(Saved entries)
--- START ---
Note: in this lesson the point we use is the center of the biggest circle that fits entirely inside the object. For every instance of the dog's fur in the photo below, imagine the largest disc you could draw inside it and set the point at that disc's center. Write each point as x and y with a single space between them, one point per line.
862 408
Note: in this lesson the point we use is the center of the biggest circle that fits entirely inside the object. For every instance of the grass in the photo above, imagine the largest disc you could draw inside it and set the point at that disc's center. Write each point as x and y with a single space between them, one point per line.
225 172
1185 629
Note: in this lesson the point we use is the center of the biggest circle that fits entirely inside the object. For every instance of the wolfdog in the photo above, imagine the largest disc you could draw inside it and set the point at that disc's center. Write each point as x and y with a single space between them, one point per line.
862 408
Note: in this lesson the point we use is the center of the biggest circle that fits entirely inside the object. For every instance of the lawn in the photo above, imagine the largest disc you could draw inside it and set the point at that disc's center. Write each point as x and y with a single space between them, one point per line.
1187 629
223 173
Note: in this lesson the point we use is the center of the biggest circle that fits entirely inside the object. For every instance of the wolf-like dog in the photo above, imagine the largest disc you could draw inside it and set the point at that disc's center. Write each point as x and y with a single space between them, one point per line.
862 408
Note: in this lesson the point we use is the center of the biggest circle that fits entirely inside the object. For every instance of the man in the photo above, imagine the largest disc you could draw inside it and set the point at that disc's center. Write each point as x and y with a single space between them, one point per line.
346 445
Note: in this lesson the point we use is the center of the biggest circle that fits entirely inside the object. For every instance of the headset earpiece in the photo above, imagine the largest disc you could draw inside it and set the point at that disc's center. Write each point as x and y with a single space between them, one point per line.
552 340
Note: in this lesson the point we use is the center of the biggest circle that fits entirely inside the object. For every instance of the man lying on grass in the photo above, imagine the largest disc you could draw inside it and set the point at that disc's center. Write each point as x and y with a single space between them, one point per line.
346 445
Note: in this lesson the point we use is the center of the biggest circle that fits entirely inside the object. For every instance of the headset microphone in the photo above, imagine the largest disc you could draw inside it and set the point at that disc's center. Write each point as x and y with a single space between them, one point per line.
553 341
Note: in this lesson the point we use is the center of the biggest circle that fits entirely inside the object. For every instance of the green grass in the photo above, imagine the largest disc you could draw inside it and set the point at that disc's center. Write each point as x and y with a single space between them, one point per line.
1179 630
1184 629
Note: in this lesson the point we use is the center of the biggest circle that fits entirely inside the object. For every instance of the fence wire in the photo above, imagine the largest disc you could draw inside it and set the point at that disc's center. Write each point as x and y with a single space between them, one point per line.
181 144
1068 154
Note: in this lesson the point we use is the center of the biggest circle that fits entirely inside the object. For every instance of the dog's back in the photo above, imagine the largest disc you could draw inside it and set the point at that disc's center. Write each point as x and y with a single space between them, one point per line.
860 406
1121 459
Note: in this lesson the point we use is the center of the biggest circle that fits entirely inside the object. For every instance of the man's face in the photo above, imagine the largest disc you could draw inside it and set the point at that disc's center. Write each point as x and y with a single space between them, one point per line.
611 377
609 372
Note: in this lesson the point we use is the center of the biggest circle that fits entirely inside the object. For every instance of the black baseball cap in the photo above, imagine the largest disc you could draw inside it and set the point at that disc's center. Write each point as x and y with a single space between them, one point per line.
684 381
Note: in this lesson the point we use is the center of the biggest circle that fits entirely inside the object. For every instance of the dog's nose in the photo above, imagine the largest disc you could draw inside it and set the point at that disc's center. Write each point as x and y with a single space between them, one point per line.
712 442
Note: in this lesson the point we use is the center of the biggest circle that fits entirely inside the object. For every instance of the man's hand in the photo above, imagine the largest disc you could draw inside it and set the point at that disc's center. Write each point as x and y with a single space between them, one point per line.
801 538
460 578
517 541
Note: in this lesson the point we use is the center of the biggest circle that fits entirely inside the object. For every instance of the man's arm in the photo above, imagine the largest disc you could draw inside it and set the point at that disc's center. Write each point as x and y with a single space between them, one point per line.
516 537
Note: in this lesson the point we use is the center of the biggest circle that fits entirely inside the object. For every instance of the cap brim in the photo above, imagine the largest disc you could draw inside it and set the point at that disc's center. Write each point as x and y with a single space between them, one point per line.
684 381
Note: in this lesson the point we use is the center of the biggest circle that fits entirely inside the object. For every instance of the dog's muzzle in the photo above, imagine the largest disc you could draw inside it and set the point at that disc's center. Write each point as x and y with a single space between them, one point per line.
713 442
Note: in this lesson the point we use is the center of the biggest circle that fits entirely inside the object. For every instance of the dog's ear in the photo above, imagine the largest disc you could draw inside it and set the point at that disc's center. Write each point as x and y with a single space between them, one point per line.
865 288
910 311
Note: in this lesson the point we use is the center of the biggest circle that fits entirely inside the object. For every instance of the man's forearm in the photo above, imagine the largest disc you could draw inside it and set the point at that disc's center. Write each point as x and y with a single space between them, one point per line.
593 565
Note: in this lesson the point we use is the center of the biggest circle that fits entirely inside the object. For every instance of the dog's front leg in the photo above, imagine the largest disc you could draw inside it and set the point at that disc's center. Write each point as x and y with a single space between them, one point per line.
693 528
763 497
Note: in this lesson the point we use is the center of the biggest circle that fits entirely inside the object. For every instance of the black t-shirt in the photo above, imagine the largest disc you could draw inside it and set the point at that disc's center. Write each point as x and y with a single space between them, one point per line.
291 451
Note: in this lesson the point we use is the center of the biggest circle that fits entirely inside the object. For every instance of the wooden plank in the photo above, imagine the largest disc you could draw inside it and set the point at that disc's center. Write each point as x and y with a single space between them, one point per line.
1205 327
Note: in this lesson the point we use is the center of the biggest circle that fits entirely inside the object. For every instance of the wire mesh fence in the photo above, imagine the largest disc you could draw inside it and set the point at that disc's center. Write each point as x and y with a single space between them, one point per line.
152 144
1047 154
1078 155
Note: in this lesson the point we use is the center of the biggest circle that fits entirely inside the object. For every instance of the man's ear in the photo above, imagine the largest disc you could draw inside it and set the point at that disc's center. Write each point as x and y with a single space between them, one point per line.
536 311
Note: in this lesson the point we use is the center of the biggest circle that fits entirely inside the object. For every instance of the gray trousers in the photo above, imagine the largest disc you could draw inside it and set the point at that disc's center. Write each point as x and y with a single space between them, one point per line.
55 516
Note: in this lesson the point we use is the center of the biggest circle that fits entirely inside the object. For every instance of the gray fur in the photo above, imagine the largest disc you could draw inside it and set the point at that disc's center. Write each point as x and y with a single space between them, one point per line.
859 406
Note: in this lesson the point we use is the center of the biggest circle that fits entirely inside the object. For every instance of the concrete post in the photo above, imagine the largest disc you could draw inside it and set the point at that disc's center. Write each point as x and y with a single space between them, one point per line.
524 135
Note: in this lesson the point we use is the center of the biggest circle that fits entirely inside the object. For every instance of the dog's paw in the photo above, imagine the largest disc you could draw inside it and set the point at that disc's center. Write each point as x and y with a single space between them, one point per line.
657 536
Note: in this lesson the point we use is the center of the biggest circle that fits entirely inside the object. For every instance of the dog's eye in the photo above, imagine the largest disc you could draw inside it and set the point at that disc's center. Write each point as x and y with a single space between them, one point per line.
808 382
--- END ---
:: TASK TO COMPLETE ::
With nothing left out, print the data above exactly.

:: RESPONSE TO THE TASK ::
Note: in this lesson the point we use is the center of the biggest circle that fits entirely inside the object. For every instance of the dog's fur in the photo below, imagine the largest disc you could draw inside it and set the point at that disc's center. Write each point as x and y with a single space between them, one point per line.
862 408
Note: in this lesson the point we use is the center of the biggest circle that fits entirely inside the object. For every instance of the grass in the photo above, imagine the largest disc you could draw inside it and set the point at that disc's center. Write each point as x and y with a single space between them, one point per line.
225 172
1185 629
Note: in this lesson the point we use is the center of the biggest circle that fits entirely inside the object. For every instance of the wolfdog in the photo above, imagine the largest disc you could draw inside it and set the point at that disc's center. Write each point as x and y with a single space between them, one point per line.
862 408
Note: in this lesson the point we use is the center of the biggest circle that fits entirely inside the object. For every instance of the lawn in the photo above, imagine the largest disc you could draw inside it and set the point at that disc's center. Write each point as x and y with a single space between them, one point per line.
1187 629
223 173
Note: in this lesson the point we use is the center of the biggest circle that fits entirely inside the object. For every instance of the wolf-like dog in the photo above, imagine the largest disc you could draw inside it and set the point at that disc's center. Write each point as x and y with a single space between them, one point per line.
862 408
Note: in this lesson the point we use is the center of the biggest circle that fits entirely inside the object. For every instance of the man in the photo above, imagine the largest disc you could draw inside it and set the point at that disc's center. Write each point as x and y with a single space between them, one point per line.
346 445
Note: in this lesson the point we use is the center of the biggest circle that fits entirely inside the object. For every instance of the headset earpiece in the photo above, imagine the largest disc you could draw inside it and set the point at that disc's center. Write each point as x and y with a single space between them, one point per line.
552 340
Note: in this lesson the point we use is the center of the biggest circle that fits entirely inside the object. For every instance of the man lying on grass in the photo above, imagine the largest disc you could draw inside it and set the point at that disc's center. Write each point as x and y with a single space between them, one point per line.
346 445
Note: in this lesson the point we use is the center of the biggest circle that fits entirely inside the object. For every instance of the headset microphone in the photo above, imagine the largest disc you could draw inside it and set the point at that disc's center. Write each point as x and y with a single space between them, one point per line.
553 341
Note: in this lesson the point we use is the center of the biggest circle that fits entirely inside the object. For every instance of the green grass in the photo above, imagine the largest disc you could draw inside it and set the point at that disc's center. Write each point as x and y with a single space between them, one point per line.
1179 630
1184 629
Note: in this lesson the point we use is the center of the biggest circle that fits entirely inside the object. For every instance of the fence wire in the photo above, imagine the largest disc you could draw inside it and set the point at that disc's center. Write each point as x and y with a single space between them, one point per line.
181 144
1068 154
Note: in this lesson the point we use is the center of the biggest circle that fits entirely inside the object. For every instance of the dog's back in the photo above, imagine the largest disc you could draw inside it and set the point at that disc's center. Write each point as x and y with a single space between them, one point per line.
860 406
1121 459
Note: in this lesson the point we use is the center of the biggest circle that fits entirely inside the object. For every instance of the man's face in the photo above, imagine the largest disc you could draw inside it and set the point at that disc's center. Write each point as x and y with a single space between them, one point per line.
611 377
609 372
Note: in this lesson the point we use is the center of the biggest circle that fits entirely inside the object. For every instance of the black baseball cap in the photo above, imagine the largest disc you could draw inside it and set the point at that disc's center. Write each point as x and y with a single space between them, one point per line.
684 381
Note: in this lesson the point we use is the center of the biggest circle that fits entirely inside the object. For every instance of the dog's nose in the photo above, imagine the largest disc you could draw inside it and set the point at that disc's center. Write each point as x and y with a single space between them, one point per line.
712 442
Note: in this lesson the point we use is the center of the biggest circle that fits entirely inside the object. For every instance of the man's hand in the photo above, imagine the largest disc you could draw inside it and set the point at that disc's center. Write each point as x and y with a single space between them, one point per line.
801 538
460 578
517 541
Note: in this lesson the point we use is the center of the biggest circle that fits entirely inside the object. For every instance of the man's arm in the photo above, imagine the largest disc you could draw inside it and set the point at that disc's center. Write each point as x and y with a single space between them, one point per line.
516 537
Note: in this lesson the point we use is the center of the biggest circle that fits entirely inside the object. For every instance of the cap brim in the photo above, imagine the largest disc you could draw inside it and set the point at that disc's center. Write each point as x and y with a single space between them, one point per line.
684 381
Note: in this lesson the point we use is the center of the biggest circle that fits entirely inside the object. For every instance of the dog's muzzle in the photo above, imagine the largest disc you could draw inside it and set the point at that disc's center. Write each point as x and y with a single space between them, one point per line.
713 442
Note: in this lesson the point we use is the center of the biggest circle that fits entirely inside the object. For every instance of the dog's ear in the photo above, imagine the largest disc you could draw inside it and set the point at that disc's center. Write each point as x and y with a single space between them, one point per line.
865 288
910 311
Note: in this lesson the point we use is the center of the biggest circle that fits entirely inside the object. For every instance of the man's forearm in the photo above, imagine the largest disc you could draw inside it and set the point at that disc's center. Write each point as x and y with a single space between them, one point per line.
593 565
Note: in this lesson the point we use is the center of the biggest circle that fits entirely inside the object. For every instance of the dog's front leg in the photo above, imagine the largest disc you could draw inside it and set the point at that disc's center. Write each point as x and y with a single space between them, one point per line.
693 528
763 497
Note: in this lesson the point we use is the center of the biggest circle that fits entirely inside the object. For every instance of the black t-shirt in the photo above, imagine the largest disc you could draw inside it and set the point at that disc's center. Write each point as x and y with a single space between them, one point per line.
291 451
Note: in this lesson the point we use is the center of the biggest circle that fits entirely inside the object. For every instance of the wooden plank in the photo above, imagine the largest disc you could draw inside it and set the point at that disc's center. Write each point as x and y with a single space between them, one point per line.
1205 327
Note: in this lesson the point we use is the center of the biggest circle that fits entirely inside the object. For every instance of the wire mesh fence in the photo above, imagine the largest disc you could draw inside it and set the point at that disc's center. Write each point as x and y with a single space between them, one point per line.
152 144
1047 154
1078 155
Note: in this lesson the point we use is the center of the biggest circle that fits entirely inside the object. For every instance of the man's ear in the photo above, imagine the largest disc you could draw inside it and set the point at that disc's center. Write each point as x and y with a single space between them, one point per line.
536 311
Note: in this lesson the point we use is the center of the biggest circle that fits entirely inside the object. For every instance of the gray trousers in the photo above, imagine the largest disc you could draw inside it and set the point at that disc's center. Write each point as x and y with a single space between them, one point per line.
55 516
Note: in this lesson the point we use is the center of the biggest circle that fits entirely inside the object. For every instance of the gray fur in the photo above, imagine the largest disc you could draw inside it and set the point at that disc's center. Write each point as x and y with a single space between them, one point per line.
859 406
Note: in this lesson the point we use is the center of the biggest circle that fits entirely inside the object. For every instance of the concrete post in the photo above, imagine the largest disc you could draw inside it and set the point at that disc's center. Write each point as x and y with a single space between them, one point per line.
524 135
Note: in this lesson the point we use is the center of the biggest circle that fits entirely inside the object. For every instance of the dog's paw in the photo above, imagine the largest disc you could draw inside it and set the point at that disc's center. Write each point as x and y with a single space between them, one point per line.
657 536
Note: in this lesson the point we use is the center of the biggest circle that fits entirely inside the object. For every instance of the dog's eye in the photo above, imagine the largest disc you could draw inside it and set the point at that disc's center. Write each point as x and y with a single space between them, one point per line.
808 382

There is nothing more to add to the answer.